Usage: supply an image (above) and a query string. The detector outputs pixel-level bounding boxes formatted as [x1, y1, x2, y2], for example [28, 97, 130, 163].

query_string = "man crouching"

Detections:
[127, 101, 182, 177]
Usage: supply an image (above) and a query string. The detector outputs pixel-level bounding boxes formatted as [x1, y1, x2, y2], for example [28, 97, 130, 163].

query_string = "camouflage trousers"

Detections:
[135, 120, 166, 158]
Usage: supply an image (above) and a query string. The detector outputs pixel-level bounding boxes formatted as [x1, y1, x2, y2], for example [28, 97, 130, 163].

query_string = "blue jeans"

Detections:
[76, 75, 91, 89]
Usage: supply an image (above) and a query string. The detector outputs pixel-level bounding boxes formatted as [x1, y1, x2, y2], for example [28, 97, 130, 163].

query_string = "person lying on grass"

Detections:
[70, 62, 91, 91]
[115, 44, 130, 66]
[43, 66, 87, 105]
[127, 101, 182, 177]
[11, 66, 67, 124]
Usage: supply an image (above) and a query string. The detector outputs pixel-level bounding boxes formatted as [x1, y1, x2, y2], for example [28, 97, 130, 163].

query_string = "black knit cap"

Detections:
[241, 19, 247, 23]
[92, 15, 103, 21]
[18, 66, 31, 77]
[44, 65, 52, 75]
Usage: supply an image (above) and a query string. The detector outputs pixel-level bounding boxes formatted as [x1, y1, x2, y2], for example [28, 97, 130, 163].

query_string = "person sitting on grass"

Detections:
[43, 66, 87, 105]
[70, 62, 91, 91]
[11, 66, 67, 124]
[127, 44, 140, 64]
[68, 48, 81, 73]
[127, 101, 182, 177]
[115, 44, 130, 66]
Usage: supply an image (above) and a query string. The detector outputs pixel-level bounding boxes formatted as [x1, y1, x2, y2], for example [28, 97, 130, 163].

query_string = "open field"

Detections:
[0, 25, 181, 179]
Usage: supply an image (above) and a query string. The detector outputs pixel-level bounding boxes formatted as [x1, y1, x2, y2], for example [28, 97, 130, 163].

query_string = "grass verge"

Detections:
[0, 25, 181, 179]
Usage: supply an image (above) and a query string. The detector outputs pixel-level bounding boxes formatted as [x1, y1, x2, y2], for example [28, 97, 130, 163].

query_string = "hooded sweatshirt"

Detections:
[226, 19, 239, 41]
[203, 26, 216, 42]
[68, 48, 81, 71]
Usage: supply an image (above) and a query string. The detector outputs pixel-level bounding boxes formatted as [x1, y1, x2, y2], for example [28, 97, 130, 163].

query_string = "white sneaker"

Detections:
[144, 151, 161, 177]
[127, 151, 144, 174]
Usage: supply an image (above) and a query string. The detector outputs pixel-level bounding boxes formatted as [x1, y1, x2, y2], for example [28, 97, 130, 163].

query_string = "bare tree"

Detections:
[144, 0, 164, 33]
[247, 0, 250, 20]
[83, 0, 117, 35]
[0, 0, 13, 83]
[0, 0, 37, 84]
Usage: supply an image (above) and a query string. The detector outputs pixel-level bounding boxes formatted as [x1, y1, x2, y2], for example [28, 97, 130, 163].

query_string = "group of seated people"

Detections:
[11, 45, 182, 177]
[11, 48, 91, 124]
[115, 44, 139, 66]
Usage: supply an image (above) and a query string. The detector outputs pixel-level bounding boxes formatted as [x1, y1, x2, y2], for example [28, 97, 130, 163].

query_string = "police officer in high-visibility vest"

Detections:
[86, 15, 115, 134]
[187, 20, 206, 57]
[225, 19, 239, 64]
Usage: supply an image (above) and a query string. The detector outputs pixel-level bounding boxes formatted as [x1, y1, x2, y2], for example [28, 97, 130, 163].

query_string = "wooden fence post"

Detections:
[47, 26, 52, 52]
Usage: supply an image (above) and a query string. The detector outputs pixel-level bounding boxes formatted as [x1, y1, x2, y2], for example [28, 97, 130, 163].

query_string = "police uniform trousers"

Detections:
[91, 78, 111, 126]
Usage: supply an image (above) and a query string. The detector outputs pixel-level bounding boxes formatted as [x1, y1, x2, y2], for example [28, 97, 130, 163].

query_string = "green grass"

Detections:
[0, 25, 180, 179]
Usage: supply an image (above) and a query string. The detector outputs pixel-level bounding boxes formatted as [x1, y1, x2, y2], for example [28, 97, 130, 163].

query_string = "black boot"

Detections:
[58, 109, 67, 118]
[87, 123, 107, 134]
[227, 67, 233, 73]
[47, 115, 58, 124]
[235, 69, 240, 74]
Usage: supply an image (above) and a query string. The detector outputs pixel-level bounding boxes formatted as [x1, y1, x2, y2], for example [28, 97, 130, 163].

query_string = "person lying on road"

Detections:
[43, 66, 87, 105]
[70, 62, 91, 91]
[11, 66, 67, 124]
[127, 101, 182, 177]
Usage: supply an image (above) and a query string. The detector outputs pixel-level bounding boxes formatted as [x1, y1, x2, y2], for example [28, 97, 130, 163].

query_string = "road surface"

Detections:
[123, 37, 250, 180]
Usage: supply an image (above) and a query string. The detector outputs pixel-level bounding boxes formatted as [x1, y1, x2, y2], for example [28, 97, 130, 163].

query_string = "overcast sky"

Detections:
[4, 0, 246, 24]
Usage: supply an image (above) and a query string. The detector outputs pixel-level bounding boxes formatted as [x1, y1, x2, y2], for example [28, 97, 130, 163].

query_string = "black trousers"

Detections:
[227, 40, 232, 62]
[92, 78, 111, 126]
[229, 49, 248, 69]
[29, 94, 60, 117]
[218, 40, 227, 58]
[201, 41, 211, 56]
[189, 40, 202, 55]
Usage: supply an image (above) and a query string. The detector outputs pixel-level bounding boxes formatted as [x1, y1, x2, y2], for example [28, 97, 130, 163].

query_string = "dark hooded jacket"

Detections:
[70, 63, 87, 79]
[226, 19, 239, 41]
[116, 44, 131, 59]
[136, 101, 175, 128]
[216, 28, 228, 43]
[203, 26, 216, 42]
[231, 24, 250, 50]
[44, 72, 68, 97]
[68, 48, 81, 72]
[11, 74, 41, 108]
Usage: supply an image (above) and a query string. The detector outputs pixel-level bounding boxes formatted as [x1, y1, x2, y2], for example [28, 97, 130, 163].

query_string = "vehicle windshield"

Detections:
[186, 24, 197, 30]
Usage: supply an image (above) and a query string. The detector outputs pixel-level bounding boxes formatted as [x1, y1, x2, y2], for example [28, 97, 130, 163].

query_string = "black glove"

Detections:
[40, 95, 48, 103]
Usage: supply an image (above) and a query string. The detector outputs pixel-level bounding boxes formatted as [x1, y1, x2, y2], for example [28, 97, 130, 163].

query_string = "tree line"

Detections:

::::

The problem — Output all of the data above without any alteration.

Expected answer —
Usage: supply an image (above) and a query string. The detector outputs pixel-level bounding boxes formatted as [x1, y1, x2, y2], for example [28, 97, 130, 163].

query_string = "man crouching"

Detections:
[127, 101, 182, 177]
Usage: supply an image (above) and a query string. The detector outputs pixel-level bounding boxes formatted as [x1, y1, x2, y2], for example [28, 97, 130, 163].

query_string = "camouflage trousers"

Detections:
[135, 120, 166, 158]
Usage: supply an image (above) and a query string. The detector outputs pixel-level bounding boxes formatted as [x1, y1, x2, y2], for example [28, 97, 130, 163].

query_string = "blue jeans"

Detections:
[76, 75, 91, 89]
Usage: supply an image (above) and a query string. The detector outputs pixel-level bounding boxes formatted as [x1, y1, x2, y2], for example [28, 97, 130, 163].

query_string = "person lying on grass"

Detections:
[70, 62, 91, 91]
[115, 44, 130, 66]
[43, 66, 87, 105]
[127, 101, 182, 177]
[11, 66, 67, 124]
Usage: supply an image (above) and a query string. The detector outputs pixel-level bounding boxes formatted as [x1, y1, x2, y2], for example [28, 97, 130, 163].

query_string = "black knit cap"

Detections:
[241, 19, 247, 23]
[92, 15, 103, 21]
[18, 66, 31, 77]
[44, 65, 52, 75]
Usage: supply an image (above) and a query string. The detector outputs pixel-level bounding boxes formatted as [x1, y1, x2, y2], for example [28, 97, 130, 163].

query_string = "person sitting on grass"

Detections:
[43, 66, 87, 105]
[70, 62, 91, 91]
[11, 66, 67, 124]
[127, 44, 140, 64]
[68, 48, 81, 73]
[127, 101, 182, 177]
[115, 44, 130, 66]
Usage: supply an image (above) and a query string. The detector outputs pixel-level bounding boxes formatted as [x1, y1, x2, y2], for example [28, 97, 130, 163].

query_string = "open field"

Detections:
[0, 25, 181, 179]
Usage: supply an image (above) and a query string. The detector outputs pixel-level bounding boxes formatted as [x1, y1, x2, y2], for example [28, 97, 130, 163].

query_string = "grass verge"

Detections:
[0, 25, 181, 179]
Usage: supply an image (above) and a query string. The detector outputs pixel-level bounding boxes formatted as [x1, y1, x2, y2], for example [28, 97, 130, 163].

query_string = "hooded sweatshirt"

Detections:
[226, 19, 239, 41]
[203, 26, 216, 42]
[68, 48, 81, 71]
Usage: supply an image (above) and a query string. The detector outputs pixel-level bounding boxes formatted as [x1, y1, x2, y2], for example [28, 97, 130, 163].

query_string = "white sneaker"

Detections:
[144, 151, 161, 177]
[127, 151, 144, 174]
Usage: supply an image (above) and a query string. The detector outputs pixel-level bounding boxes formatted as [x1, y1, x2, y2], for example [28, 97, 130, 163].

query_string = "bare tree"

Detections:
[144, 0, 164, 33]
[247, 0, 250, 20]
[83, 0, 117, 35]
[0, 0, 13, 83]
[0, 0, 37, 84]
Usage: supply an image (above) and a query string. The detector outputs pixel-level bounding boxes formatted as [x1, y1, x2, y2], for example [28, 97, 130, 163].

query_string = "group of seated people"

Detections:
[11, 45, 182, 177]
[11, 48, 91, 124]
[115, 44, 139, 66]
Usage: supply an image (above) and a query string. The detector outputs pixel-level bounding boxes formatted as [x1, y1, x2, y2], for example [28, 97, 130, 163].

query_string = "police officer in high-visibility vest"

Detections:
[86, 15, 115, 134]
[187, 20, 206, 57]
[225, 19, 239, 64]
Usage: supply an image (above) and a query string. The detector outputs pixel-level bounding boxes formatted as [x1, y1, x2, y2], for example [28, 97, 130, 163].

query_string = "wooden fence post"

Detections:
[47, 26, 52, 52]
Usage: supply an image (above) and a query string. The detector outputs pixel-level bounding boxes formatted as [x1, y1, x2, y2], for example [28, 97, 130, 163].

query_string = "police uniform trousers"

Detections:
[91, 78, 111, 126]
Usage: supply an image (above) and a query string. The detector outputs pixel-level bounding boxes formatted as [x1, y1, x2, y2], for example [28, 97, 130, 163].

query_string = "green grass"

Detections:
[0, 25, 180, 179]
Usage: supply an image (above) and a query string. The detector outputs pixel-level bounding boxes formatted as [x1, y1, x2, y2], for example [28, 97, 130, 163].

query_string = "black boot"

Detections:
[58, 109, 67, 118]
[87, 123, 107, 134]
[227, 67, 233, 73]
[47, 115, 58, 124]
[235, 69, 240, 74]
Usage: supply an image (above) and a query string. The detector outputs pixel-level bounding boxes formatted as [x1, y1, x2, y2], for example [28, 97, 130, 163].

query_string = "person lying on road"

Detections:
[43, 66, 87, 105]
[70, 62, 91, 91]
[11, 66, 67, 124]
[127, 101, 182, 177]
Usage: supply an image (above) and a query string. The detector outputs pixel-level bounding boxes formatted as [x1, y1, x2, y2], for example [28, 97, 130, 163].

query_string = "road surface"

Detections:
[123, 37, 250, 180]
Usage: supply an image (above) and a query string. The detector outputs pixel-level bounding boxes formatted as [x1, y1, x2, y2], for example [28, 97, 130, 163].

query_string = "overcast sky"

Detections:
[4, 0, 246, 24]
Usage: supply an image (above) and a query string. The detector outputs pixel-level bounding boxes formatted as [x1, y1, x2, y2], for example [28, 97, 130, 163].

query_string = "black trousers"

Detections:
[227, 40, 232, 62]
[92, 78, 111, 126]
[229, 49, 248, 69]
[29, 94, 60, 117]
[218, 40, 227, 58]
[201, 41, 211, 56]
[189, 40, 202, 55]
Usage: supply an image (above) and a query string. The detector outputs pixel-level bounding boxes formatted as [x1, y1, x2, y2], for example [28, 97, 130, 163].

query_string = "dark hooded jacket"

Detections:
[70, 63, 87, 79]
[226, 19, 239, 41]
[116, 44, 131, 59]
[136, 101, 175, 128]
[216, 28, 228, 43]
[203, 26, 216, 42]
[231, 24, 250, 50]
[44, 72, 68, 97]
[68, 48, 81, 72]
[11, 74, 41, 108]
Usage: supply an image (above) and a query string. The detector outputs pixel-level bounding boxes formatted as [x1, y1, x2, y2], for example [28, 97, 130, 163].

query_string = "vehicle windshield"

Detections:
[186, 24, 197, 30]
Usage: supply an image (above) and a query string. The detector outputs pixel-level bounding boxes formatted as [x1, y1, x2, y2], for example [28, 97, 130, 163].

query_string = "black glove"

Detections:
[40, 95, 48, 103]
Usage: supply an image (above) and a query string. The detector outputs pixel-level bounding boxes formatted as [x1, y1, x2, y2], for example [28, 97, 130, 163].

query_string = "tree line"

Detections:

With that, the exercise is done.